> [Excerpt]:
From a critically rigorous and poetically attuned perspective, the event constitutes a space for reflection on the forms in which female artists and thinkers have intervened in, expanded or subverted the codes of surrealism, often conceived from a masculine perspective. Debate participants will consider questions such as the construction of the body and desire, feminine authorship within the avant-garde and the relationship between cinema, dreams and symbolic liberation.

“The Rebellious Image: Germaine Dulac and the Feminine Imagination in Surrealism” is an invitation to rethink avant-garde narratives on the basis of gesture, symbolism and rupture, while likewise paying attention to how an avant-garde movement that was able to transform the invisible into image and desire in language, might resonate in our day.

 

PROGRAMME

 

6 pm. Presentation of the session, by the Museu Tàpies

6.10 pm. Tami Williams, “Germaine Dulac and Long Impressionist Cinema”

6.40 pm. Julia Ramírez Blanco, “Poetics of the Anti-Fascist Body”

7.10 pm. Elena Castro Córdoba, “Dance, Images, Dance!”

> [Dataset content]:

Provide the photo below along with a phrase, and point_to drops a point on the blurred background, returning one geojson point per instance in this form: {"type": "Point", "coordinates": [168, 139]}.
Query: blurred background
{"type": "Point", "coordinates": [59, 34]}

> [What is asked]:
A – The event program on Germaine Dulac and surrealism schedules several titled talks. Name each speaker and the title of that speaker's talk.
B – In the text on the Germaine Dulac event, from what perspective are the codes of surrealism often conceived?

> [Expected results]:
A –
- Tami Williams, "Germaine Dulac and Long Impressionist Cinema"
- Julia Ramírez Blanco, "Poetics of the Anti-Fascist Body"
- Elena Castro Córdoba, "Dance, Images, Dance!"

B – From a masculine perspective.